··· DATA FOR PROCESSING
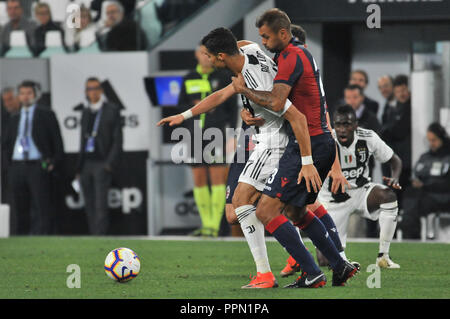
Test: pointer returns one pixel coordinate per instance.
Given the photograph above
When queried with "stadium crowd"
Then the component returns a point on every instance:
(424, 186)
(110, 25)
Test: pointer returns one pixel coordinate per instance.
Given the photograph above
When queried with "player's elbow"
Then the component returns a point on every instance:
(277, 105)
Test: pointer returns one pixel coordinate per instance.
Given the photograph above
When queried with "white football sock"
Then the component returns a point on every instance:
(299, 235)
(342, 253)
(253, 230)
(388, 222)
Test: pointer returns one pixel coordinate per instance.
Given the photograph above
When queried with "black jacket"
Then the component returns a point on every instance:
(46, 136)
(396, 131)
(109, 138)
(368, 120)
(433, 170)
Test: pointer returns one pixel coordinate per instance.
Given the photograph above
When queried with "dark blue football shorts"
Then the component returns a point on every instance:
(283, 182)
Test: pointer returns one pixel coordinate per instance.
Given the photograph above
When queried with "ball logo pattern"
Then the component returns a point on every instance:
(122, 264)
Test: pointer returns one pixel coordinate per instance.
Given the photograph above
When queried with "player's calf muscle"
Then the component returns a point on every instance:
(268, 208)
(243, 195)
(380, 196)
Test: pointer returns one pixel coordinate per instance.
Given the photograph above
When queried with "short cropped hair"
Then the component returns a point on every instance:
(299, 33)
(275, 19)
(29, 84)
(221, 40)
(345, 110)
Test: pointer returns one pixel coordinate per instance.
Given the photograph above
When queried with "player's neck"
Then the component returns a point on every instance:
(236, 63)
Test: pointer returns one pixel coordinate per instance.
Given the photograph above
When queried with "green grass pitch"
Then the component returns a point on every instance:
(205, 269)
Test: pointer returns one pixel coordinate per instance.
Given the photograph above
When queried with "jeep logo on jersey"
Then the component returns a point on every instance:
(348, 159)
(362, 153)
(353, 173)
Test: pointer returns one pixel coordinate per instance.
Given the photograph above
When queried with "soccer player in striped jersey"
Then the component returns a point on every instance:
(297, 78)
(271, 139)
(370, 200)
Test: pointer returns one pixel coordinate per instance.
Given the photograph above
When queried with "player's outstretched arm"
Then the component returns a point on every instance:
(204, 106)
(273, 100)
(396, 170)
(300, 127)
(338, 179)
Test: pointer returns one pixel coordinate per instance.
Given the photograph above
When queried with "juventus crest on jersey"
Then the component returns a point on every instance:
(355, 158)
(259, 71)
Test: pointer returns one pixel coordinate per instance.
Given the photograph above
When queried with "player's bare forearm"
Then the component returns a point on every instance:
(207, 104)
(273, 100)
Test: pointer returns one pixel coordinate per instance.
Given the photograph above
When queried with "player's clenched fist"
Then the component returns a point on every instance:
(238, 83)
(172, 120)
(311, 176)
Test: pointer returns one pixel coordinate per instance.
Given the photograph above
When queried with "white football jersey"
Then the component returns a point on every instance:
(259, 71)
(355, 158)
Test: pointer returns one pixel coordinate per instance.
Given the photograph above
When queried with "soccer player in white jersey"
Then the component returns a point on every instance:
(370, 200)
(259, 71)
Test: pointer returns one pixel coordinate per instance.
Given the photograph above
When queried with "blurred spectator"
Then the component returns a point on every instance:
(386, 88)
(113, 16)
(17, 21)
(430, 190)
(171, 12)
(360, 77)
(44, 18)
(354, 96)
(125, 33)
(127, 5)
(33, 148)
(396, 128)
(75, 38)
(100, 148)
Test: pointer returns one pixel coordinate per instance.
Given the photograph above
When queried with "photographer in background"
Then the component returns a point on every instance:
(32, 148)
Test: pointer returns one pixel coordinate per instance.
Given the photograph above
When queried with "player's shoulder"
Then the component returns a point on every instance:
(365, 133)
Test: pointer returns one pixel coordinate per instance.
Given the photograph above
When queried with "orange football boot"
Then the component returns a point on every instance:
(291, 267)
(265, 280)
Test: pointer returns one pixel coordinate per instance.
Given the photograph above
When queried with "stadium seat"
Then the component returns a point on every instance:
(53, 44)
(18, 44)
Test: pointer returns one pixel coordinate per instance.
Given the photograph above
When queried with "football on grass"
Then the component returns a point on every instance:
(122, 264)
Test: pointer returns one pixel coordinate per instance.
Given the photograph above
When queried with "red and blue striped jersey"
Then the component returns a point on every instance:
(298, 69)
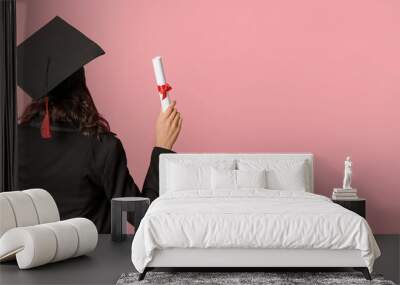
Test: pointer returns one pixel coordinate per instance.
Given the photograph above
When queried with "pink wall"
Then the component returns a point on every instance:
(254, 76)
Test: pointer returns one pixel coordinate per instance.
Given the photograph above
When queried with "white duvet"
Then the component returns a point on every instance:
(251, 218)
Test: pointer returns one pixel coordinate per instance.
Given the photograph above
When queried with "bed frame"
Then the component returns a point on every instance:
(243, 259)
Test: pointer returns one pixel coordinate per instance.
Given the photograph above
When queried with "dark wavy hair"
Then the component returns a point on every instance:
(70, 102)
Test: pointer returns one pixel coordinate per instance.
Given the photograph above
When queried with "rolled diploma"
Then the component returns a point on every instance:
(160, 80)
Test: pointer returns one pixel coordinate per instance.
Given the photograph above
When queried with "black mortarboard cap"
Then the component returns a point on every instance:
(51, 55)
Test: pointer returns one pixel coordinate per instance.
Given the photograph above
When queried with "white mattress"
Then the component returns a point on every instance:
(252, 219)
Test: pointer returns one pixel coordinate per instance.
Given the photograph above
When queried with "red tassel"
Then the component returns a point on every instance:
(45, 127)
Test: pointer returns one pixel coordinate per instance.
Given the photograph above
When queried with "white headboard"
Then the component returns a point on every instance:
(166, 158)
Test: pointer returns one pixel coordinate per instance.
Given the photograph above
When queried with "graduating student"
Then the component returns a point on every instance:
(65, 145)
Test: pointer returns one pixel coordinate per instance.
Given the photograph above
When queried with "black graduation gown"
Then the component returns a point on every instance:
(82, 173)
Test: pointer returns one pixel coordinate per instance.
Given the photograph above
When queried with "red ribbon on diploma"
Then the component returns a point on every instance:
(163, 89)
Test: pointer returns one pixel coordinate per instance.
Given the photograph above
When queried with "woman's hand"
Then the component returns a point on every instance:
(168, 127)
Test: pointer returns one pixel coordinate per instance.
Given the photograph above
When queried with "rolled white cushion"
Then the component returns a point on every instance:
(23, 208)
(87, 235)
(67, 240)
(45, 205)
(7, 218)
(33, 246)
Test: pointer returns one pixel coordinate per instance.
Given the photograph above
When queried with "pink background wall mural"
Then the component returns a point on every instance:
(253, 76)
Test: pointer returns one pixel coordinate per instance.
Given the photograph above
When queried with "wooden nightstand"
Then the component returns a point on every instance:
(357, 206)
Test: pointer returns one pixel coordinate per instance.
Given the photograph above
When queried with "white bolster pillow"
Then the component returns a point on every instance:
(40, 244)
(45, 206)
(26, 208)
(7, 218)
(23, 208)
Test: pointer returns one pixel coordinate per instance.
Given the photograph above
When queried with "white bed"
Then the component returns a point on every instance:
(196, 224)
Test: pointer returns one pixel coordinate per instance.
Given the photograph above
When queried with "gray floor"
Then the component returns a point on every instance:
(110, 260)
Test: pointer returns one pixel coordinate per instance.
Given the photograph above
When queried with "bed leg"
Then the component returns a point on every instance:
(365, 272)
(143, 274)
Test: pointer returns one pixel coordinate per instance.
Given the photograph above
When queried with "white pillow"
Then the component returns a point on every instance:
(285, 174)
(237, 179)
(223, 179)
(186, 175)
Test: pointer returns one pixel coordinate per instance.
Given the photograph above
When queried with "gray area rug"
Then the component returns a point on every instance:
(269, 278)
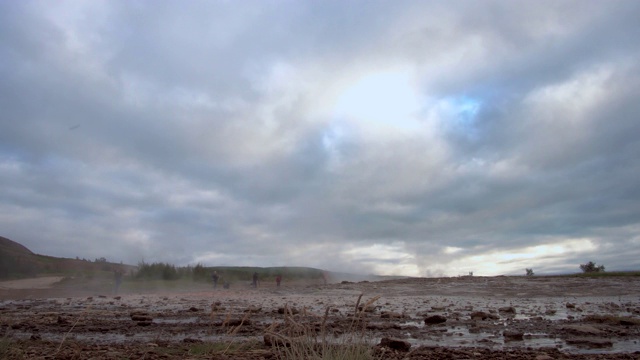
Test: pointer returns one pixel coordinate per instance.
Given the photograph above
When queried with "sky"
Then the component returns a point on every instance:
(416, 138)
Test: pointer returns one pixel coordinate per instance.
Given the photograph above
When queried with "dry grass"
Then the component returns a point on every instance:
(296, 340)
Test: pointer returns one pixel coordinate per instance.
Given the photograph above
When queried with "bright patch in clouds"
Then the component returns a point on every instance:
(384, 259)
(514, 262)
(384, 99)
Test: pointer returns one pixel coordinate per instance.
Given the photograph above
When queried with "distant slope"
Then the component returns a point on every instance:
(16, 261)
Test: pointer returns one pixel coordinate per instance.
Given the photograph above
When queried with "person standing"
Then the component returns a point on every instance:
(117, 274)
(215, 277)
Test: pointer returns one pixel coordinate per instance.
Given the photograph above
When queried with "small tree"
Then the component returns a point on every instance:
(591, 267)
(529, 272)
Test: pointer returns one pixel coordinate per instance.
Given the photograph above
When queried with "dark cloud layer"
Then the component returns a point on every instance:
(418, 138)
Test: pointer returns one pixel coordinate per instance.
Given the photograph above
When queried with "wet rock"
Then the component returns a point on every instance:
(238, 322)
(512, 335)
(583, 329)
(481, 315)
(544, 357)
(507, 310)
(253, 310)
(435, 319)
(141, 316)
(395, 344)
(274, 340)
(391, 315)
(281, 310)
(590, 342)
(191, 341)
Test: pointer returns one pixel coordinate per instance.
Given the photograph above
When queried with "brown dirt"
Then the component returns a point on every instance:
(483, 318)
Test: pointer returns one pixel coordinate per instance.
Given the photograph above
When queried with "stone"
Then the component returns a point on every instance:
(435, 319)
(395, 344)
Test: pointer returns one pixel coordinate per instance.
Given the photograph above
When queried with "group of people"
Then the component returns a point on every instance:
(215, 277)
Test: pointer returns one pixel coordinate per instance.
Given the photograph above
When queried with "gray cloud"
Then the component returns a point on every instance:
(210, 133)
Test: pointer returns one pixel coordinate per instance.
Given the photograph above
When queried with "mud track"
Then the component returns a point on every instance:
(465, 317)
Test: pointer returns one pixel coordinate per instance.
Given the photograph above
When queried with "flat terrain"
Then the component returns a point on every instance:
(535, 317)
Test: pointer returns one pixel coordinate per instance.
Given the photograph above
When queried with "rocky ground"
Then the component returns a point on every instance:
(535, 317)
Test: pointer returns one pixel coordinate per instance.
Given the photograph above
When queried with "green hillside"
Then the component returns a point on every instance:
(16, 261)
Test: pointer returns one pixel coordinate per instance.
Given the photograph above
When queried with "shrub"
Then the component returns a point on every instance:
(529, 272)
(591, 267)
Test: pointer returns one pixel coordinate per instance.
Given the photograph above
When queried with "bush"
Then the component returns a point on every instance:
(529, 272)
(591, 267)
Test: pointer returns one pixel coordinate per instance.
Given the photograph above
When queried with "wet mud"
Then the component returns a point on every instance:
(465, 317)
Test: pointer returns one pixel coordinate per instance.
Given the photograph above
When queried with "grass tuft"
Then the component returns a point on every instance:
(294, 339)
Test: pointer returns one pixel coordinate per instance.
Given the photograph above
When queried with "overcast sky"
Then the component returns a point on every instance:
(420, 138)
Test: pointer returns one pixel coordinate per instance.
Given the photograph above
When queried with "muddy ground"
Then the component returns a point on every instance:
(535, 317)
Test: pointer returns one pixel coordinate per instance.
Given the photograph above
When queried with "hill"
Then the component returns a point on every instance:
(17, 261)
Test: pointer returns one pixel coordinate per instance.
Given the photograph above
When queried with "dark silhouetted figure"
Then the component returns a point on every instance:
(117, 274)
(215, 277)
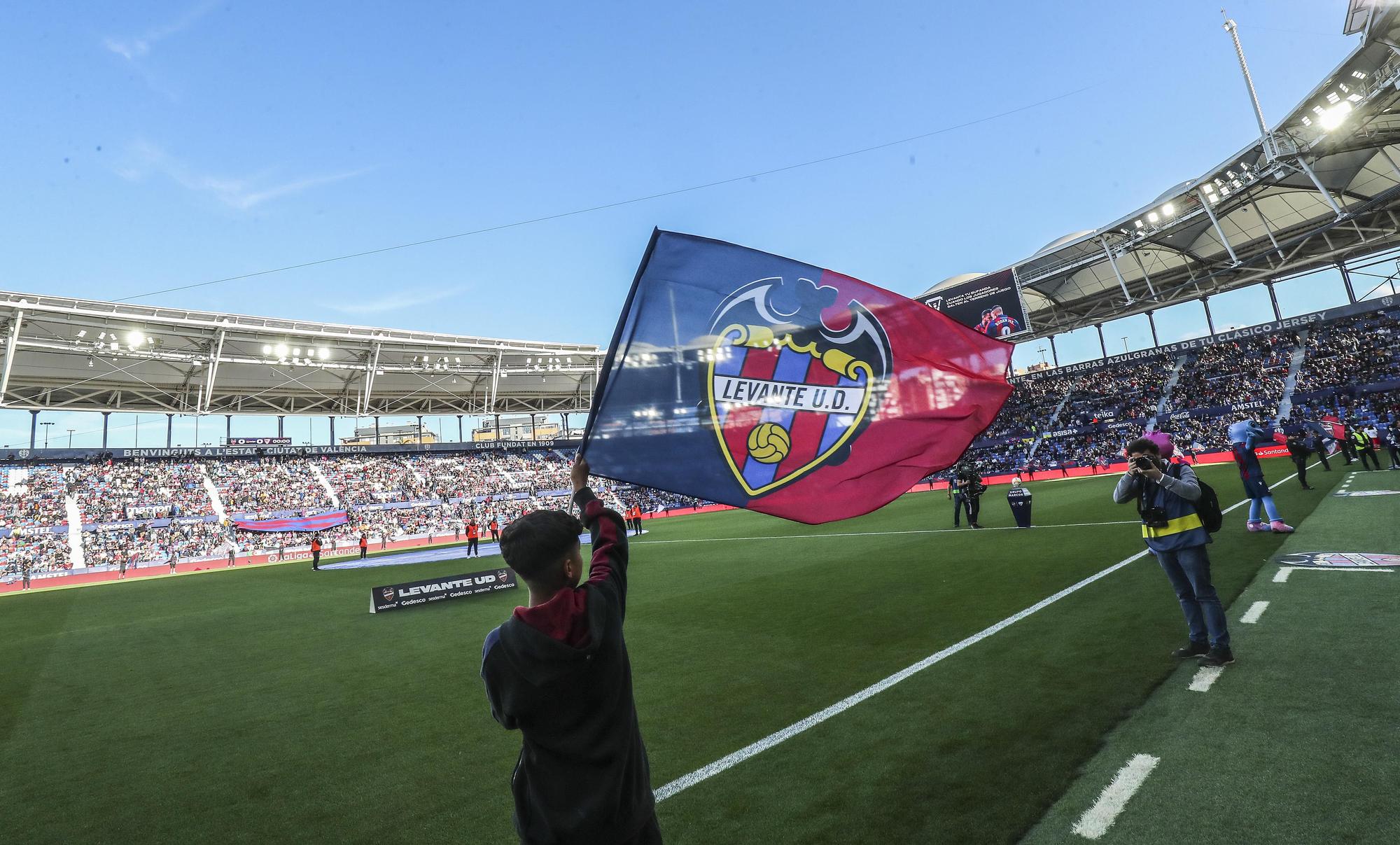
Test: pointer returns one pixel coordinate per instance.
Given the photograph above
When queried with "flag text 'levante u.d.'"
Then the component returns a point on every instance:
(762, 382)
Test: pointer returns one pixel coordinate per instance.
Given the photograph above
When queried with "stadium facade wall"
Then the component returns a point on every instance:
(226, 452)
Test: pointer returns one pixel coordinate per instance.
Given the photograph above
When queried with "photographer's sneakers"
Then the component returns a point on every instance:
(1192, 650)
(1220, 655)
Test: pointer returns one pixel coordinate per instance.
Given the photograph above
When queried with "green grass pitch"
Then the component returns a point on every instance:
(268, 703)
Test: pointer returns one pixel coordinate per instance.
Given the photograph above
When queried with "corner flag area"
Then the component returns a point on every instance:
(919, 682)
(1297, 741)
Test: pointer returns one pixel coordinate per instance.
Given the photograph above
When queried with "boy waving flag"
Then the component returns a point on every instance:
(558, 671)
(762, 382)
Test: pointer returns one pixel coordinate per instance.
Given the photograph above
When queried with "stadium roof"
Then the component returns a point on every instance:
(82, 354)
(1322, 188)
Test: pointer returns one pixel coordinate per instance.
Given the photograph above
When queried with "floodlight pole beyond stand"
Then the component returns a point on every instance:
(1265, 136)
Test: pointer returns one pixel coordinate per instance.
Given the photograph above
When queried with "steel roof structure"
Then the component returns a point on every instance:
(1320, 189)
(82, 354)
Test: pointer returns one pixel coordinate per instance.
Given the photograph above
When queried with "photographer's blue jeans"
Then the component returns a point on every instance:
(1189, 570)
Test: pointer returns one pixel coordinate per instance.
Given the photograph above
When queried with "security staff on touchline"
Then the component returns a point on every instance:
(1366, 449)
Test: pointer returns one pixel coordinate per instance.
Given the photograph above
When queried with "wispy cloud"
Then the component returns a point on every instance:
(243, 193)
(396, 302)
(141, 45)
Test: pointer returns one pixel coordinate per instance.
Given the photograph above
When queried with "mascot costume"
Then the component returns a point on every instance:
(1244, 437)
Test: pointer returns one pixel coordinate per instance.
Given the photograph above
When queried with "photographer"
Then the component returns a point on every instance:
(1166, 494)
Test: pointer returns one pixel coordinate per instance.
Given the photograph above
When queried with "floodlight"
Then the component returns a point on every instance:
(1332, 118)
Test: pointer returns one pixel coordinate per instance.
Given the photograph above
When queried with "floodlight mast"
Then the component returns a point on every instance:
(1268, 137)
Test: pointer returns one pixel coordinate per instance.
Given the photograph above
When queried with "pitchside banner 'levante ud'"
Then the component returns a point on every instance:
(762, 382)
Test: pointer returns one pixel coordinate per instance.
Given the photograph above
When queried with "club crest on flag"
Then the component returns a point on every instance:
(793, 378)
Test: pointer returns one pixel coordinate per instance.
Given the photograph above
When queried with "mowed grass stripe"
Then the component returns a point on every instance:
(292, 710)
(1303, 728)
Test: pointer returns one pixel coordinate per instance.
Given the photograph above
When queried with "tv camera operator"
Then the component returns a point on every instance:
(968, 484)
(1298, 451)
(1167, 496)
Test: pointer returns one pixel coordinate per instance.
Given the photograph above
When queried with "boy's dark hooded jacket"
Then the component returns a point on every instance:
(559, 673)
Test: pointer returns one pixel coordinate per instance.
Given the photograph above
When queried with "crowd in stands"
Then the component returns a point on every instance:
(450, 490)
(254, 486)
(1236, 372)
(36, 497)
(141, 489)
(1122, 391)
(1354, 351)
(1030, 407)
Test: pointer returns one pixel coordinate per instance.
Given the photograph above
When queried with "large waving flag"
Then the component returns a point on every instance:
(762, 382)
(296, 524)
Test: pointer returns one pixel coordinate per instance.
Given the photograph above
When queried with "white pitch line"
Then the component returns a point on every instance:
(764, 745)
(1098, 819)
(774, 739)
(1007, 528)
(1205, 678)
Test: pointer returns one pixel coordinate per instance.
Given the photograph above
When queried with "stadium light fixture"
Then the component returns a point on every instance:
(1334, 118)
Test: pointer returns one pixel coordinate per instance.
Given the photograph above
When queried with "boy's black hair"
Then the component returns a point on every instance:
(536, 543)
(1143, 445)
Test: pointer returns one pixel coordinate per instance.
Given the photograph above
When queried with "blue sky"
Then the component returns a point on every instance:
(159, 144)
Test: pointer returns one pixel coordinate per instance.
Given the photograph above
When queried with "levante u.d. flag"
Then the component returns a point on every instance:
(762, 382)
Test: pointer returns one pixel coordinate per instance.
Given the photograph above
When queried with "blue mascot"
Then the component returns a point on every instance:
(1244, 437)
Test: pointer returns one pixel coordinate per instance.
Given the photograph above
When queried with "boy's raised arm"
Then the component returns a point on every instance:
(608, 568)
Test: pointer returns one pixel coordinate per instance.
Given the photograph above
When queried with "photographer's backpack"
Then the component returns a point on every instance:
(1208, 507)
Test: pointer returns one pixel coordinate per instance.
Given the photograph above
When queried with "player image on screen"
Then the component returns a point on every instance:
(1000, 325)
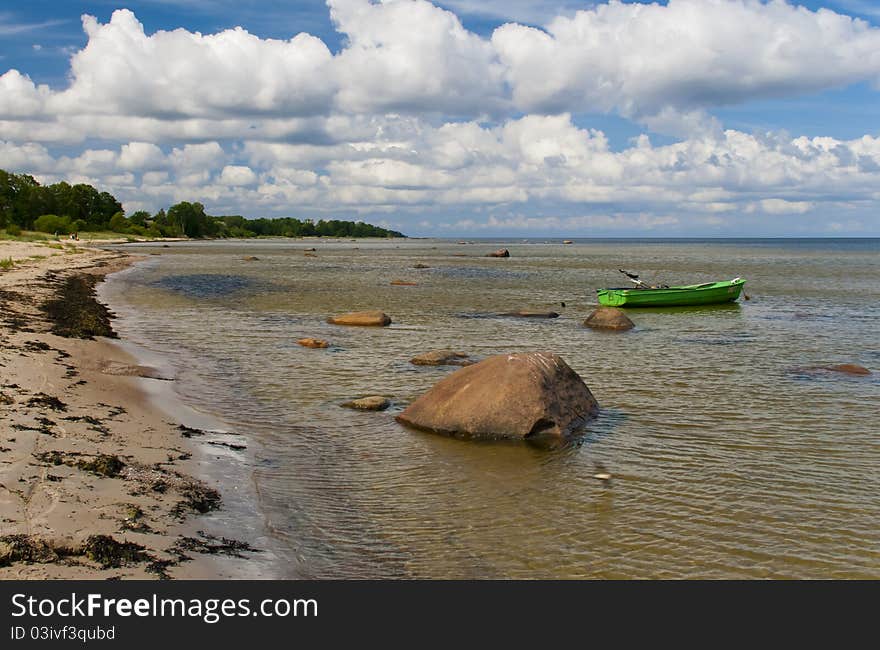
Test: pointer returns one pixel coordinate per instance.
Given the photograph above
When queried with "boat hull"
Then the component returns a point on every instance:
(710, 293)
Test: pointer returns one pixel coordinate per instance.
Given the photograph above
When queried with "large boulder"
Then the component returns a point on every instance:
(609, 318)
(442, 358)
(362, 318)
(532, 396)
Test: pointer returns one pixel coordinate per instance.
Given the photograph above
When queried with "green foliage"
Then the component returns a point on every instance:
(64, 208)
(52, 223)
(118, 223)
(139, 218)
(23, 200)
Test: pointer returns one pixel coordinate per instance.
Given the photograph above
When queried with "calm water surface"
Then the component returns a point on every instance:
(729, 460)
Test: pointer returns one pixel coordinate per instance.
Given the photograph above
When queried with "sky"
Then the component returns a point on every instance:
(461, 117)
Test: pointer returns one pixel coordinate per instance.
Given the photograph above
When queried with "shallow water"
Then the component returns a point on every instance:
(728, 459)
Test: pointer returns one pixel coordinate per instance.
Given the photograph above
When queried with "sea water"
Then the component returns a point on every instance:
(730, 456)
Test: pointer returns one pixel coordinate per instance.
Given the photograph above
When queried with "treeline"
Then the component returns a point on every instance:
(63, 209)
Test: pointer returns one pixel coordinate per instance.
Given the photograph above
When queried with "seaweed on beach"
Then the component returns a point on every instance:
(100, 465)
(74, 312)
(189, 432)
(111, 554)
(196, 498)
(47, 401)
(25, 548)
(213, 545)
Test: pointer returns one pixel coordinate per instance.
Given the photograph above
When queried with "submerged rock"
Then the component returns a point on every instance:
(525, 313)
(371, 403)
(442, 358)
(845, 368)
(609, 318)
(529, 396)
(850, 369)
(362, 318)
(314, 343)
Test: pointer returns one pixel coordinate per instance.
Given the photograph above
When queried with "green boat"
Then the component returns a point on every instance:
(708, 293)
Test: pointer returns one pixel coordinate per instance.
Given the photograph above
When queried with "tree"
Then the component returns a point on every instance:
(118, 223)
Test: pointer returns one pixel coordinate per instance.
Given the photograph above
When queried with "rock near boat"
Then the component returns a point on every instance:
(371, 403)
(525, 313)
(609, 318)
(362, 319)
(532, 396)
(442, 358)
(314, 343)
······
◆ TASK TO COMPLETE ◆
Identify each line above that contains the string "pillow", and copy every such line.

◆ FINAL RESULT ◆
When queried with "white bolster pillow"
When queried with "white pillow"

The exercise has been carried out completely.